--- BEGIN ---

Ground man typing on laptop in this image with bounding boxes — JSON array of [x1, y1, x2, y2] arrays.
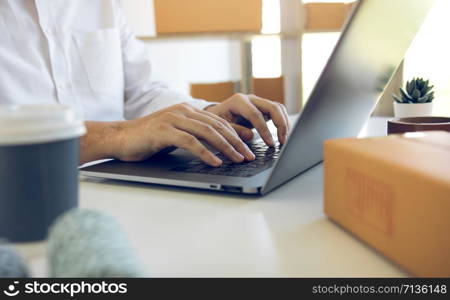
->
[[0, 0, 289, 166]]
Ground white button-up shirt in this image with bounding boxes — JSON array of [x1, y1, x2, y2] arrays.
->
[[0, 0, 209, 121]]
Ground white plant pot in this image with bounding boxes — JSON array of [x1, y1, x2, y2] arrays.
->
[[394, 102, 433, 118]]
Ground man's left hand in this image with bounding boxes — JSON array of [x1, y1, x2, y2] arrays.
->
[[206, 94, 290, 147]]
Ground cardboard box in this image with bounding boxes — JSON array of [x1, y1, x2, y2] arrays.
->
[[191, 82, 239, 102], [305, 2, 354, 31], [324, 132, 450, 277], [253, 77, 284, 103], [154, 0, 262, 34]]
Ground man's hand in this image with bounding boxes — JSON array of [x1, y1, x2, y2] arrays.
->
[[81, 104, 255, 166], [80, 94, 289, 167], [206, 94, 290, 146]]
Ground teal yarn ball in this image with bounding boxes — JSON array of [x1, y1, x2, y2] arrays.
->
[[48, 209, 145, 278]]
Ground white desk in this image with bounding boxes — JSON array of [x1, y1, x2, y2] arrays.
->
[[22, 119, 406, 277]]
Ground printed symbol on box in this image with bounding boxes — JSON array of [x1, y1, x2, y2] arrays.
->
[[3, 281, 20, 297]]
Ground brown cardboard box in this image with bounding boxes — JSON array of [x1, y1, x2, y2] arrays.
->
[[191, 82, 238, 102], [253, 77, 284, 103], [305, 2, 354, 31], [154, 0, 262, 34], [324, 132, 450, 277]]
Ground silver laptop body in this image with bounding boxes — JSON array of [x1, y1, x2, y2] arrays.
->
[[80, 0, 434, 195]]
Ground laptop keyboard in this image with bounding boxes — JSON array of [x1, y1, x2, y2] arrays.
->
[[171, 141, 281, 177]]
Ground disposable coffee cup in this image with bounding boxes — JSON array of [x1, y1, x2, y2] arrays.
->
[[0, 105, 86, 243]]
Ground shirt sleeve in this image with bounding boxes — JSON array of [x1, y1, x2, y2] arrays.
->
[[116, 2, 214, 120]]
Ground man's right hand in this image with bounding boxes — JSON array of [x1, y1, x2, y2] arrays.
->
[[81, 103, 255, 167]]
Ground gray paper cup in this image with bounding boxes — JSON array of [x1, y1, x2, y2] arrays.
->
[[0, 105, 85, 243]]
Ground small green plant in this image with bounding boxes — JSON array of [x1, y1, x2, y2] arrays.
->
[[392, 78, 434, 104]]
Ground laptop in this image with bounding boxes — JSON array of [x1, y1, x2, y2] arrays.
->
[[80, 0, 435, 195]]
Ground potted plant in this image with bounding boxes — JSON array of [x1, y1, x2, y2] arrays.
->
[[392, 78, 434, 118]]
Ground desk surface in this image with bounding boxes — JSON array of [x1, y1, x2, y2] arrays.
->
[[21, 118, 406, 277]]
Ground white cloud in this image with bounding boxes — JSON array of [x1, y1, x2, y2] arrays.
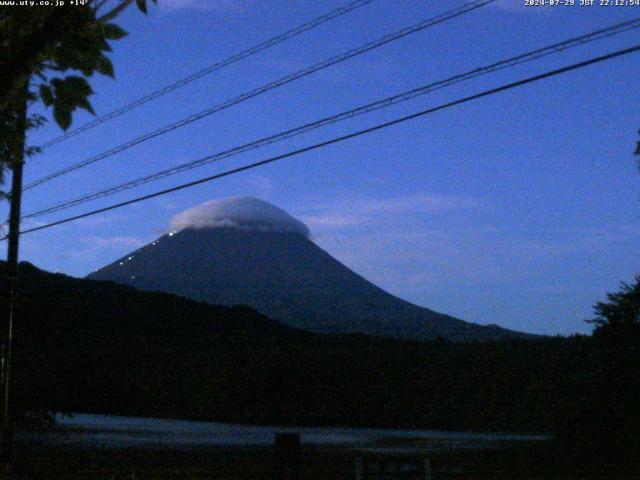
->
[[300, 192, 483, 230], [170, 197, 309, 237]]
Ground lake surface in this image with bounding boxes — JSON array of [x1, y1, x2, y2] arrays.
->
[[18, 413, 547, 449]]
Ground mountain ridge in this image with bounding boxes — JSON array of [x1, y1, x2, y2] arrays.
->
[[86, 227, 529, 341]]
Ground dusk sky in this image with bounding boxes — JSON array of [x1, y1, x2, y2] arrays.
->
[[1, 0, 640, 335]]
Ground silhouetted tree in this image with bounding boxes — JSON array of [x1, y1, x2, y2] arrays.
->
[[0, 0, 157, 187]]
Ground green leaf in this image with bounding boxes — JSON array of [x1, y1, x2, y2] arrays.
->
[[136, 0, 147, 15], [40, 85, 53, 107], [104, 23, 129, 40]]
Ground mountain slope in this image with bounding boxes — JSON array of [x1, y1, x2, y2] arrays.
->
[[88, 228, 524, 341]]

--- END ---

DIRECTIONS - Gather every line from the records above that contains the word "surface".

EXERCISE ANSWER -
Ground desk surface in this image with bounding boxes — JSON array of [x1, y1, x2, y2] arrays.
Ground lake surface in this image with bounding boxes — JSON array of [x1, y1, x2, y2] arrays.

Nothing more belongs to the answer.